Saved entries
+--

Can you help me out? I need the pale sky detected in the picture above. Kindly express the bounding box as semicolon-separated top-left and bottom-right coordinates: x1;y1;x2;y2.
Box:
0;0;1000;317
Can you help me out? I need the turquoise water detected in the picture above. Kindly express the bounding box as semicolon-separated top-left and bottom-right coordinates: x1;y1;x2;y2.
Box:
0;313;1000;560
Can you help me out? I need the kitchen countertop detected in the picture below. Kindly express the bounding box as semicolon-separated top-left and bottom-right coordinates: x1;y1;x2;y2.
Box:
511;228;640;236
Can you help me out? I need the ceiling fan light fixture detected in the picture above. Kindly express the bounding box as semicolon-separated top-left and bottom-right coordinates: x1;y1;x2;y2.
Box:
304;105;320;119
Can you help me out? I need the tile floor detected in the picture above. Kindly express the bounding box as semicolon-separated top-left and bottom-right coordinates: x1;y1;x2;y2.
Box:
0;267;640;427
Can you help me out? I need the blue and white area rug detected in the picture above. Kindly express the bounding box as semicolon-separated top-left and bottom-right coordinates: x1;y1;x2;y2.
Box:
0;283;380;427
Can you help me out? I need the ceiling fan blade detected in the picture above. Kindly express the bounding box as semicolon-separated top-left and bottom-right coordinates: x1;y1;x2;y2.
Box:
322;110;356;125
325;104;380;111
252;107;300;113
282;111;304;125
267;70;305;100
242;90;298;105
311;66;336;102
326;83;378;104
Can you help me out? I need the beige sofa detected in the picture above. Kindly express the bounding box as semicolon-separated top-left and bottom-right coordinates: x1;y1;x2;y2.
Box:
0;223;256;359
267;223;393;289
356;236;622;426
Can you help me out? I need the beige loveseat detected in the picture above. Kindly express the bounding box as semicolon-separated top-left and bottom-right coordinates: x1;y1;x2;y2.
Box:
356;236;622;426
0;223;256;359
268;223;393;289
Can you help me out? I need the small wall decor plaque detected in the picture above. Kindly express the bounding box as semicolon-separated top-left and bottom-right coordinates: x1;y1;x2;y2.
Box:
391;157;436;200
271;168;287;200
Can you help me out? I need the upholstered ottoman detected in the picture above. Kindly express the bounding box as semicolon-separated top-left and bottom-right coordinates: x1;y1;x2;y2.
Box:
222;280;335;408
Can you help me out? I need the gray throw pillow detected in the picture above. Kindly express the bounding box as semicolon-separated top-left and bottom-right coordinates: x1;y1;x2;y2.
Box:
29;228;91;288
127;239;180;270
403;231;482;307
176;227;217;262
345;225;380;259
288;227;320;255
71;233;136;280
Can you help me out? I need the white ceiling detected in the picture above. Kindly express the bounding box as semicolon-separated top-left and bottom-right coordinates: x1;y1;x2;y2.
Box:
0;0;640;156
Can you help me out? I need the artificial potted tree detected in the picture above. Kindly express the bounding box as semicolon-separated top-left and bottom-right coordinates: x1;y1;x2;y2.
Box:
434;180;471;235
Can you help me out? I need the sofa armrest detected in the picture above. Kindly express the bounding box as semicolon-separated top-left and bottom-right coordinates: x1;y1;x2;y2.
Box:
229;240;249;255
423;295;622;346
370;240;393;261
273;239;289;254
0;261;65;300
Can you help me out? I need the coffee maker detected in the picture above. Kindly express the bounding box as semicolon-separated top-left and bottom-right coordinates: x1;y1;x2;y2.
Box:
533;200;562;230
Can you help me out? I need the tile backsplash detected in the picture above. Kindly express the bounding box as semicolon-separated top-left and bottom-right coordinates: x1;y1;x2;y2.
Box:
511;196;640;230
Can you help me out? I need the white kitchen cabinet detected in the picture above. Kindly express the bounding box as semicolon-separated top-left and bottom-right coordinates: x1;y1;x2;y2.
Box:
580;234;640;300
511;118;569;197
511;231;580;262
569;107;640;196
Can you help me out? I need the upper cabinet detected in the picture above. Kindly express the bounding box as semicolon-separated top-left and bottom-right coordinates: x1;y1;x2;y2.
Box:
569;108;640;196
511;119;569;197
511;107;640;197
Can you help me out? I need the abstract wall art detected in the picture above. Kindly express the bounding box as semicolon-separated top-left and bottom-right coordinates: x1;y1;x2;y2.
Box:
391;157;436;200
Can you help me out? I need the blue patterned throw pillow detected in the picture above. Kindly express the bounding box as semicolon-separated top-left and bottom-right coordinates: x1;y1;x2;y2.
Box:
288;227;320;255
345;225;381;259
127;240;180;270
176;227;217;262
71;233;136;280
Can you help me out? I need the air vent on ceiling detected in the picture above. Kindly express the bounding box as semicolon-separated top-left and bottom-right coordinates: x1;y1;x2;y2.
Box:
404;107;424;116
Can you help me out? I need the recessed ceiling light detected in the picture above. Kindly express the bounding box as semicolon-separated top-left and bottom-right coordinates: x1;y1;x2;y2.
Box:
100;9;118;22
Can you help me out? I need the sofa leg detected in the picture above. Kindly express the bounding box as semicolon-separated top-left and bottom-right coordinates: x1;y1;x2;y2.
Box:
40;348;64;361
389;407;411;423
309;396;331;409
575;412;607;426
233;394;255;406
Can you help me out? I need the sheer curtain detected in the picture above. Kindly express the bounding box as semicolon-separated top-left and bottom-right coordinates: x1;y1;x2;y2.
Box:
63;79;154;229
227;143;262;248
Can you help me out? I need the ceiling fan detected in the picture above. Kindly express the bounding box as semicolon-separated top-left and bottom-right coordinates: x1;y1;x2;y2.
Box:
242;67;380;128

+--

OBJECTIVE: Turn every line of the saved entries above into a Markdown table with the columns Row and Line, numbering the rows and leaving out blank lines.

SOLUTION:
| Row | Line |
|---|---|
| 1 | Can you help me out? I need the pale sky detected in the picture above. Kindly express the bounding box as semicolon-separated top-left and bottom-right coordinates: x1;y1;x2;y2. |
| 2 | Box: |
| 3 | 0;0;1000;317 |
| 4 | Can you help me out? I need the turquoise water detected in the picture above. Kindly express the bounding box as semicolon-separated top-left and bottom-right coordinates: x1;y1;x2;y2. |
| 5 | Box: |
| 6 | 0;313;1000;560 |
| 7 | Can you help me out? I need the kitchen countertop detected in the picture below. Kindly express the bounding box as semicolon-separated top-left and bottom-right coordinates: x1;y1;x2;y2. |
| 8 | Box: |
| 9 | 511;228;640;236 |
| 10 | Can you help me out? I need the ceiling fan light fixture detected in the picture above. Kindly express the bounding box as semicolon-separated top-left and bottom-right coordinates: x1;y1;x2;y2. |
| 11 | Box: |
| 12 | 304;105;320;119 |
| 13 | Can you help me out? I need the tile floor detected in the picture above. Kindly express the bounding box as semicolon-separated top-left and bottom-right coordinates: x1;y1;x2;y2. |
| 14 | Box: |
| 15 | 0;267;640;427 |
| 16 | Can you help me out? I need the blue and white area rug detected in the picture above. Kindly express the bounding box as semicolon-separated top-left and bottom-right coordinates: x1;y1;x2;y2. |
| 17 | Box: |
| 18 | 0;283;380;427 |
| 19 | Can you help me out? I need the ceiling fan blade detected in the picture above. Kindly express the bounding box as semicolon-separated top-left and bottom-right coordinates: x1;y1;x2;y2. |
| 20 | Box: |
| 21 | 322;110;356;125 |
| 22 | 325;104;380;111 |
| 23 | 252;107;300;113 |
| 24 | 282;111;304;125 |
| 25 | 267;70;305;100 |
| 26 | 242;90;298;105 |
| 27 | 311;66;336;102 |
| 28 | 326;83;378;104 |
| 29 | Can you help me out? I need the beige sofa detected in the picture above. Kindly express the bounding box as semicolon-separated top-left and bottom-right coordinates: x1;y1;x2;y2. |
| 30 | Box: |
| 31 | 0;223;256;359 |
| 32 | 267;223;393;289 |
| 33 | 356;236;622;426 |
| 34 | Can you help me out? I need the beige loveseat detected in the picture above. Kindly express the bounding box as semicolon-separated top-left and bottom-right coordinates: x1;y1;x2;y2. |
| 35 | Box: |
| 36 | 356;236;622;426 |
| 37 | 0;223;256;359 |
| 38 | 268;223;393;289 |
| 39 | Can you help me out? I need the small wall decor plaque detected in the picture above. Kindly express the bounding box as semicolon-separated top-left and bottom-right coordinates: x1;y1;x2;y2. |
| 40 | Box: |
| 41 | 391;157;436;200 |
| 42 | 271;168;287;200 |
| 43 | Can you help me out? I need the upholstered ottoman detected in the picture above. Kindly express the bounding box as semicolon-separated top-left and bottom-right coordinates: x1;y1;x2;y2. |
| 44 | Box: |
| 45 | 222;280;335;408 |
| 46 | Can you help me out? I need the gray throw pillow detected in the picture above. Kindly express the bounding box as semicolon-separated top-left and bottom-right coordinates: x1;y1;x2;y2. |
| 47 | Box: |
| 48 | 29;228;91;288 |
| 49 | 127;239;180;270 |
| 50 | 403;231;482;307 |
| 51 | 176;227;217;262 |
| 52 | 345;225;380;259 |
| 53 | 288;227;320;255 |
| 54 | 71;233;136;280 |
| 55 | Can you help me out? I need the white ceiling detected in the picture above. Kindly express the bounding box as semicolon-separated top-left and bottom-right coordinates: x1;y1;x2;y2. |
| 56 | Box: |
| 57 | 0;0;640;156 |
| 58 | Can you help me out? I need the artificial potted tree detected in the picture above. Kindly express the bounding box as semicolon-separated top-left and bottom-right coordinates: x1;y1;x2;y2. |
| 59 | Box: |
| 60 | 434;180;471;235 |
| 61 | Can you help me out? I need the sofa armrest detected in the picture above. Kindly express the bounding box as semicolon-separated top-left and bottom-right coordinates: x1;y1;x2;y2. |
| 62 | Box: |
| 63 | 229;240;249;255 |
| 64 | 423;295;622;346 |
| 65 | 370;240;393;261 |
| 66 | 273;239;289;254 |
| 67 | 0;261;65;300 |
| 68 | Can you help me out? I need the coffee maker detected in the picture above. Kindly express the bounding box as semicolon-separated top-left and bottom-right coordinates: x1;y1;x2;y2. |
| 69 | Box: |
| 70 | 533;200;562;230 |
| 71 | Can you help me out? I need the tile backsplash detected in the picture above. Kindly express the bounding box as semicolon-separated top-left and bottom-right coordinates: x1;y1;x2;y2. |
| 72 | Box: |
| 73 | 511;196;640;230 |
| 74 | Can you help me out? I need the white kitchen cabinet detected in the picture above. Kindly express the bounding box as semicolon-separated top-left and bottom-right coordinates: x1;y1;x2;y2. |
| 75 | Box: |
| 76 | 580;234;640;300 |
| 77 | 511;118;569;197 |
| 78 | 511;231;580;262 |
| 79 | 569;107;640;196 |
| 80 | Can you help me out? I need the upper cabinet detected in the picture above. Kindly express the bounding box as semicolon-separated top-left and bottom-right coordinates: x1;y1;x2;y2. |
| 81 | Box: |
| 82 | 569;108;640;196 |
| 83 | 511;119;569;197 |
| 84 | 511;107;640;197 |
| 85 | Can you help me out? I need the abstract wall art detected in the picture above. Kindly express the bounding box as semicolon-separated top-left and bottom-right coordinates: x1;y1;x2;y2. |
| 86 | Box: |
| 87 | 391;157;436;200 |
| 88 | Can you help me out? I need the blue patterned throw pillow detected in the picture above. Kindly express the bounding box as semicolon-separated top-left and bottom-right coordinates: x1;y1;x2;y2. |
| 89 | Box: |
| 90 | 288;227;320;255 |
| 91 | 345;225;381;259 |
| 92 | 127;240;180;270 |
| 93 | 176;227;217;262 |
| 94 | 71;233;136;280 |
| 95 | Can you help me out? I need the air vent on ceiling detected in the picture above. Kindly express the bounding box as semicolon-separated top-left and bottom-right coordinates: x1;y1;x2;y2. |
| 96 | Box: |
| 97 | 404;107;424;116 |
| 98 | Can you help me out? I need the recessed ceiling light detected in the picture above. Kindly express the bounding box as semicolon-separated top-left and bottom-right coordinates: x1;y1;x2;y2. |
| 99 | Box: |
| 100 | 100;9;118;22 |
| 101 | Can you help me out? I need the sofa leg detected in the picture above. Kindly express the bounding box as semicolon-separated top-left and bottom-right coordinates: x1;y1;x2;y2. |
| 102 | Box: |
| 103 | 40;348;64;361 |
| 104 | 389;407;411;423 |
| 105 | 309;396;331;409 |
| 106 | 575;412;607;426 |
| 107 | 233;394;255;406 |
| 108 | Can you help me out? I need the sheer curtain detected in the picture above. Kindly express the bounding box as semicolon-separated top-left and bottom-right coordinates: x1;y1;x2;y2. |
| 109 | Box: |
| 110 | 63;79;154;229 |
| 111 | 227;143;262;248 |
| 112 | Can you help me out? I need the ceiling fan detected in the picture above. Kindly express the bounding box as semicolon-separated top-left and bottom-right coordinates: x1;y1;x2;y2. |
| 113 | Box: |
| 114 | 242;67;380;128 |